Of course the fideists, those who holds faith above reason as a superior path to the truth, cannot be helped. Reason never brought them to religion, and it surely will not pull them away. This is why religion is likely to remain for a very, very long time.
Philosophically I see ALL sensory stimulation, in whatever form, needing to be cognitively mapped out. We must both trust all our sensory stimuli as real (if only at the personal level) but not accept them de facto as proof of reality.
Thanks for the read.
FromTheMasses
1 year ago
I think I should read her book. But....
Well I must say that I agree with the major failings of Religion which she has pointed out.
But what frustrates me when debating with Atheists is that they often use religion as a reason to discredit the existence of god. That is a fallacy.
While I'm not a follower of any major religion, I am a believer in a higher power. In fact as of now, if you take science to it's very limits in the various forms of physics... the existence of a higher power is the only reasonable conclusion.
I believe Atheists in general are just too caught up in the external world of Religion and Science as combative political forces and have not spent the necessary time to deeply ponder their own mind and soul and seek their own answers.
As Robert M. Pirsig once said, the same Buddha that is in the motorcycle is in your mind as well.
Just my opinion
warbler
1 year ago
A good sceptic
I good, thorough sceptic questions all dogmas, including atheism.
I see few good sceptics in the fundamentalist atheist movement.
dorothy
1 year ago
But of course...
"..even the humanist-secularist-atheist crowd is subject to that old problem of blindness when it comes to women's accomplishments. "

**PARTS OF THE EXERCISE**
- a) In the comments on religion above, restate the paragraph that begins "Of course the fideists" in one shorter sentence, keeping its main facts.
- b) Based on the comments on religion above, do these statements agree with what they say? Answer yes or no for each, and quote the words that decide it.
(i) One commenter follows a major religion.
(ii) A thorough sceptic is described as questioning atheism too.
(iii) Sensory stimuli should be accepted de facto as proof of reality.

(Referring expression data)
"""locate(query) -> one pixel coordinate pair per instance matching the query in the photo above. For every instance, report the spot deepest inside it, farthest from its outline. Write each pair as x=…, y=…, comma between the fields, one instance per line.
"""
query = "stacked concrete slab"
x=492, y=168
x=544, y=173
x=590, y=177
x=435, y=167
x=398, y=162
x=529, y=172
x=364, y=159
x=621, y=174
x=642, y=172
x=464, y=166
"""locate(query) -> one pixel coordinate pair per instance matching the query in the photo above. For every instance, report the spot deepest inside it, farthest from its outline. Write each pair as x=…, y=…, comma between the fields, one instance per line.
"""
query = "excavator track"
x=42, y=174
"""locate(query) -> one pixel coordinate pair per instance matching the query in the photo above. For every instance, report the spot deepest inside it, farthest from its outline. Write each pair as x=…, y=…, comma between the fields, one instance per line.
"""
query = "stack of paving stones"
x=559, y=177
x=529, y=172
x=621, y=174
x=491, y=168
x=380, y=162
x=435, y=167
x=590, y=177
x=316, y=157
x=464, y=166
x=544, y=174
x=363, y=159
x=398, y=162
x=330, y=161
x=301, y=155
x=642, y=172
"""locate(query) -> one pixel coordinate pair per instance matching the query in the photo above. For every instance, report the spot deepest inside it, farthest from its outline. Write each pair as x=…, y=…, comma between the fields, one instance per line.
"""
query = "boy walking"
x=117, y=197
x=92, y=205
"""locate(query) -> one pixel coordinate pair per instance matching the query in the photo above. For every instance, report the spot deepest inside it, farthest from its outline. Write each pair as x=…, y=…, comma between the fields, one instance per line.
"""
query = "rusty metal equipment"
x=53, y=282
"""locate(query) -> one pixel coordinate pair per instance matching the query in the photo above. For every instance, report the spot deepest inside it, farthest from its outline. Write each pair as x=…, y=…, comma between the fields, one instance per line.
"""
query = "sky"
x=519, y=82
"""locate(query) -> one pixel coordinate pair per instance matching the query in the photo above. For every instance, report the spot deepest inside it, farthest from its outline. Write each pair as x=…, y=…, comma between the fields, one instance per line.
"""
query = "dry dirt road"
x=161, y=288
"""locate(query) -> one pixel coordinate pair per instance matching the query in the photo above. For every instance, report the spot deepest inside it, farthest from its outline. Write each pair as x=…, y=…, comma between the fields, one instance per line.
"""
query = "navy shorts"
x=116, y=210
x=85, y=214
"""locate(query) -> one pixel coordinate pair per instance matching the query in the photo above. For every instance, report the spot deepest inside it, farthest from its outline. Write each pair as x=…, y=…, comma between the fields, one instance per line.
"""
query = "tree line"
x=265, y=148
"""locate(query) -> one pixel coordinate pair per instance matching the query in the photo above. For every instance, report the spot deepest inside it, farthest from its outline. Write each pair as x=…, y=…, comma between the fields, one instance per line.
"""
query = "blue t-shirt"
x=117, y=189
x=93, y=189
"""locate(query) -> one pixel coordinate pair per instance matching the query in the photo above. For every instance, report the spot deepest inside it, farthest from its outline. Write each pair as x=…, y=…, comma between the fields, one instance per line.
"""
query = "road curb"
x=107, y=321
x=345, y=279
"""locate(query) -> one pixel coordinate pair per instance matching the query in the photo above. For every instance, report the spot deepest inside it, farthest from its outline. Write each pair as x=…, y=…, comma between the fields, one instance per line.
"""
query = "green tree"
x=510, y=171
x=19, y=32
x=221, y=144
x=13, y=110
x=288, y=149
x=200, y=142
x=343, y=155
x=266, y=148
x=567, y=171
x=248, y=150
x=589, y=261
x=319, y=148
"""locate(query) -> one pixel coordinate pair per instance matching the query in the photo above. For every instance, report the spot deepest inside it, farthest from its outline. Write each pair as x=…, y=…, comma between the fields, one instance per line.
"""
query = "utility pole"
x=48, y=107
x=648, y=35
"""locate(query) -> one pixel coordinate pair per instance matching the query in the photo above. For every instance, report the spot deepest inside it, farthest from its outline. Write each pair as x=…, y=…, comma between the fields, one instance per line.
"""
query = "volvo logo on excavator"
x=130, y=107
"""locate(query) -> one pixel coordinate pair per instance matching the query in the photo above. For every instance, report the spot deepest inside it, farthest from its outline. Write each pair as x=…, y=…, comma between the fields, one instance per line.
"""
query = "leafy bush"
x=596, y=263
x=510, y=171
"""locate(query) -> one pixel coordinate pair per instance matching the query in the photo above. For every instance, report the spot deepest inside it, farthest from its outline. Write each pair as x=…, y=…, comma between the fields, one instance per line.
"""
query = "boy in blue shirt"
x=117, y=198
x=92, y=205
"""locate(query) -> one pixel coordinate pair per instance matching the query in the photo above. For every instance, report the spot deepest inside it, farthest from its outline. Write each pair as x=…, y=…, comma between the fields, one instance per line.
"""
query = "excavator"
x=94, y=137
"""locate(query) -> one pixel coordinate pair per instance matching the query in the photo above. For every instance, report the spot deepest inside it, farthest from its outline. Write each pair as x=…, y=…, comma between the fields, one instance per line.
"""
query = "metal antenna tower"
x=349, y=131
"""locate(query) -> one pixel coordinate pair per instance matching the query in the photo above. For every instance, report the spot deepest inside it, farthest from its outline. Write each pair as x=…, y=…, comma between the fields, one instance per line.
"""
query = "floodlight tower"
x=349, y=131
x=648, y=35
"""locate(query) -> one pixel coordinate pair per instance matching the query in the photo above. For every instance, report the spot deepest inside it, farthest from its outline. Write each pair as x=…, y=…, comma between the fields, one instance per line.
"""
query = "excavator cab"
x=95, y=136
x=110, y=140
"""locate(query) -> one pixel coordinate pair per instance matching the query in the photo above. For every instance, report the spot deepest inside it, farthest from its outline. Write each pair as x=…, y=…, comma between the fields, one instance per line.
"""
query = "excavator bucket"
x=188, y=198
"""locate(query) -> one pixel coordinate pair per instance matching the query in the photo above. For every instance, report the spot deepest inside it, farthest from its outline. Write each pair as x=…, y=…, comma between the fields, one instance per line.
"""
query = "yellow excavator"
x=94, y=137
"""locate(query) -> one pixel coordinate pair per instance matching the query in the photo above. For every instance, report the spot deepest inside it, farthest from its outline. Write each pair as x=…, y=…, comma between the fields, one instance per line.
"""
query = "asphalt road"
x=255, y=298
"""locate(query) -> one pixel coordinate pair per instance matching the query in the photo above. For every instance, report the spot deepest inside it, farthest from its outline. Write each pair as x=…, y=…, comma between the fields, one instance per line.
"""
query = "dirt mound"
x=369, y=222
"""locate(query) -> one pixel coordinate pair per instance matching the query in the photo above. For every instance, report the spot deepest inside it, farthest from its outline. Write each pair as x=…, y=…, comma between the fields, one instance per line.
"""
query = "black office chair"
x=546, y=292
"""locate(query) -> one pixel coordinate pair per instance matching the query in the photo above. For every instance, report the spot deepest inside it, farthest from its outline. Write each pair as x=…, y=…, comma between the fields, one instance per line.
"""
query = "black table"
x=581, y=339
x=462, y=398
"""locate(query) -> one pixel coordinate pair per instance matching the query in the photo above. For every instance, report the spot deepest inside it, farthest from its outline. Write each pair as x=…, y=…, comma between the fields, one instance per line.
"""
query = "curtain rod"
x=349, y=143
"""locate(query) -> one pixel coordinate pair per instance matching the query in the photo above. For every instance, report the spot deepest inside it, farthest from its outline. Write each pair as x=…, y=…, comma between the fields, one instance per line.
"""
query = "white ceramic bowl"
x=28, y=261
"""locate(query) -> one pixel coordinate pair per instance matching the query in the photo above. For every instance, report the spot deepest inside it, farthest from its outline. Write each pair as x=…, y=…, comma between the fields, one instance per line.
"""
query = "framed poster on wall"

**ANSWERS GIVEN**
- a) Fideists, who rank faith above reason as the better path to truth, cannot be helped: reason did not bring them to religion and will not pull them away, so religion will likely last a very, very long time.

- b)
(i) No: "While I'm not a follower of any major religion, I am a believer in a higher power."
(ii) Yes: "questions all dogmas, including atheism."
(iii) No: "but not accept them de facto as proof of reality."